Despídete del año, querida

Evitaré en el tópico de hacer un balance de lo que fue el año que ahora termina.  En el 31 de diciembre la mayoría de las personas anda ocupadas en otros menesteres. No todos, es verdad. Hay mucha gente que pasan el Año Nuevo en soledad o en celebraciones sin nada de especial. A ellos les envío un afectuoso saludo. Tampoco es que lo que les pase sea tan malo. La culpa la tiene el contexto. Parece que si el 31 de diciembre no bebes champagne sobre un rascacielos, tu vida es en automático candidata a ser lo peor que ha existido. Y no, tampoco hay que hacer dramas. Si no tienes a nadie a lado, baja una película para ver mientras tú solo te dejas llevar por una botella de vino y chocolates. Es un plan superior a determinadas reuniones que son de lo más incómodas.

◆ Instrucciones de trabajo
1: Vuelve a escribir, sin cambiar nada, el tramo del texto sobre el fin de año que va desde "Despídete del año, querida" hasta "lo más incómodas.".
2: Indica si cada afirmación coincide con el texto sobre el fin de año: (a) el texto propone hacer un balance del año que termina; (b) el texto envía un saludo a quienes pasan el Año Nuevo en soledad; (c) el texto considera ver una película con vino y chocolates mejor plan que ciertas reuniones. Responde sí o no y cita las palabras del texto que lo deciden.
3: Sigue escribiendo el texto sobre el fin de año a partir de su última oración.
El material que viene a continuación es independiente del texto sobre el fin de año.

◆ Listado de datos
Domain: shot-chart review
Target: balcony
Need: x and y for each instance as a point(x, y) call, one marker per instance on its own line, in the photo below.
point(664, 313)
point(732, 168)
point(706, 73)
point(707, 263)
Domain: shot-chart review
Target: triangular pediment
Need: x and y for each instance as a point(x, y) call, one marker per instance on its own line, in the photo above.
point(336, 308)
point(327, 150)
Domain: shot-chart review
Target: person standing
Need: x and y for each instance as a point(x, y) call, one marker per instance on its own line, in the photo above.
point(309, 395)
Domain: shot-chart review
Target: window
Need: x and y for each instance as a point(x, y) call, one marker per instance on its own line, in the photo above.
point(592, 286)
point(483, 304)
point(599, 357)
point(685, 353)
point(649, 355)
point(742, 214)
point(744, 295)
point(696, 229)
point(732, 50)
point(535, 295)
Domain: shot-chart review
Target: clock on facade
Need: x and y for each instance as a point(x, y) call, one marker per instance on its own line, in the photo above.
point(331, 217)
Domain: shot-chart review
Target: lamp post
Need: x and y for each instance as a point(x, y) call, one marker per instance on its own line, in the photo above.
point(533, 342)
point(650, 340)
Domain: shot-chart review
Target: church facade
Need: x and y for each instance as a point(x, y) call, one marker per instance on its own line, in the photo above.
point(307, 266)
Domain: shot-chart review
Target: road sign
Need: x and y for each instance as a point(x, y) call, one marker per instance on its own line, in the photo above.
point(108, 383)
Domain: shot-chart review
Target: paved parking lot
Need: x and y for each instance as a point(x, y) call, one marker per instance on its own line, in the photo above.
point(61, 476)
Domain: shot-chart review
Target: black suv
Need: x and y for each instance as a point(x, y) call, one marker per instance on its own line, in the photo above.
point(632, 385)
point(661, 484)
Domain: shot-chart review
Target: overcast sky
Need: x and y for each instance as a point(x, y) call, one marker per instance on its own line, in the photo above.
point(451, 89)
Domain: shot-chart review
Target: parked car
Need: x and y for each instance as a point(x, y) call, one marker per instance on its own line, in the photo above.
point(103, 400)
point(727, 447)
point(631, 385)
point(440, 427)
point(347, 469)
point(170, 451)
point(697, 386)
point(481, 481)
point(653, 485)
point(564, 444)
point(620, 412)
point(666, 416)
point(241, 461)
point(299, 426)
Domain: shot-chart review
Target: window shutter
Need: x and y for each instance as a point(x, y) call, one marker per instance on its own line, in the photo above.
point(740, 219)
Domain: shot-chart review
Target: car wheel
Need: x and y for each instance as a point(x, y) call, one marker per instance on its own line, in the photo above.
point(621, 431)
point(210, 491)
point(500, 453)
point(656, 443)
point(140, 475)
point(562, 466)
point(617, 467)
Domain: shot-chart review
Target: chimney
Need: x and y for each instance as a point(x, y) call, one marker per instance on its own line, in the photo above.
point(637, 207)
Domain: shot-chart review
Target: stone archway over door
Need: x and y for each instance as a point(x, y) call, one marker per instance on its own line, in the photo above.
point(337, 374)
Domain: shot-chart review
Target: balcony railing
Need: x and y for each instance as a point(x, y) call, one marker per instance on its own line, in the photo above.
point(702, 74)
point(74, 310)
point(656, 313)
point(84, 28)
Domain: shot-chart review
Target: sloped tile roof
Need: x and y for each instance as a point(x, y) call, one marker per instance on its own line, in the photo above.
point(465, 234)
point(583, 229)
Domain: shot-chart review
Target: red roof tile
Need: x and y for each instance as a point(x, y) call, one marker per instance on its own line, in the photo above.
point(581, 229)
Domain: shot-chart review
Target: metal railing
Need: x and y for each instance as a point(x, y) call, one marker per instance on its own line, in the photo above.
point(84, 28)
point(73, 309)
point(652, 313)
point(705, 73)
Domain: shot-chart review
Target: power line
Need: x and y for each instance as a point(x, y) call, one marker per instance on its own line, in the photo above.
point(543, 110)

◆ Respuestas del ejercicio
1:
Despídete del año, querida

Evitaré en el tópico de hacer un balance de lo que fue el año que ahora termina.  En el 31 de diciembre la mayoría de las personas anda ocupadas en otros menesteres. No todos, es verdad. Hay mucha gente que pasan el Año Nuevo en soledad o en celebraciones sin nada de especial. A ellos les envío un afectuoso saludo. Tampoco es que lo que les pase sea tan malo. La culpa la tiene el contexto. Parece que si el 31 de diciembre no bebes champagne sobre un rascacielos, tu vida es en automático candidata a ser lo peor que ha existido. Y no, tampoco hay que hacer dramas. Si no tienes a nadie a lado, baja una película para ver mientras tú solo te dejas llevar por una botella de vino y chocolates. Es un plan superior a determinadas reuniones que son de lo más incómodas.

2:
(a) No: "Evitaré en el tópico de hacer un balance de lo que fue el año que ahora termina."
(b) Sí: "A ellos les envío un afectuoso saludo."
(c) Sí: "Es un plan superior a determinadas reuniones que son de lo más incómodas."

3:
El 2013 tuvo mucho de malo al igual que trajo noticias positivas. Lo de siempre, vamos. No hay ningún año perfecto, así como no hay ninguno que esté lleno de tragedias, Hay algunos que son jodidos en serio, pero al menos ofrecen algún minuto rescatable. Sea por una visita al zoológico, por un helado de vainilla o por el mero hecho de que se ha podido respirar hasta las últimas consecuencias.

No revelaré con exactitud lo que he pasado en los doce meses que hemos dejado atrás. Diré nada más que me despedí de grandes personas y conocí a seres maravillosos. Vi películas, escuché discos nuevos y viejos. Me gradué. Terminé el borrador de la tesis.  Sufrí. Disfruté. Acabé arrepentido de las decisiones tomadas, aunque no de todas porque otras estuvieron acertadas. Tomé alrededor de treinta autobuses entre tres ciudades. Afiné el guardarropa.  Usé un collarín. Tuve desencuentros. Pláticas que hicieron que olvidara por un tiempo la podredumbre. Fui a conciertos, menos que en otros años. Lo mismo con el cine.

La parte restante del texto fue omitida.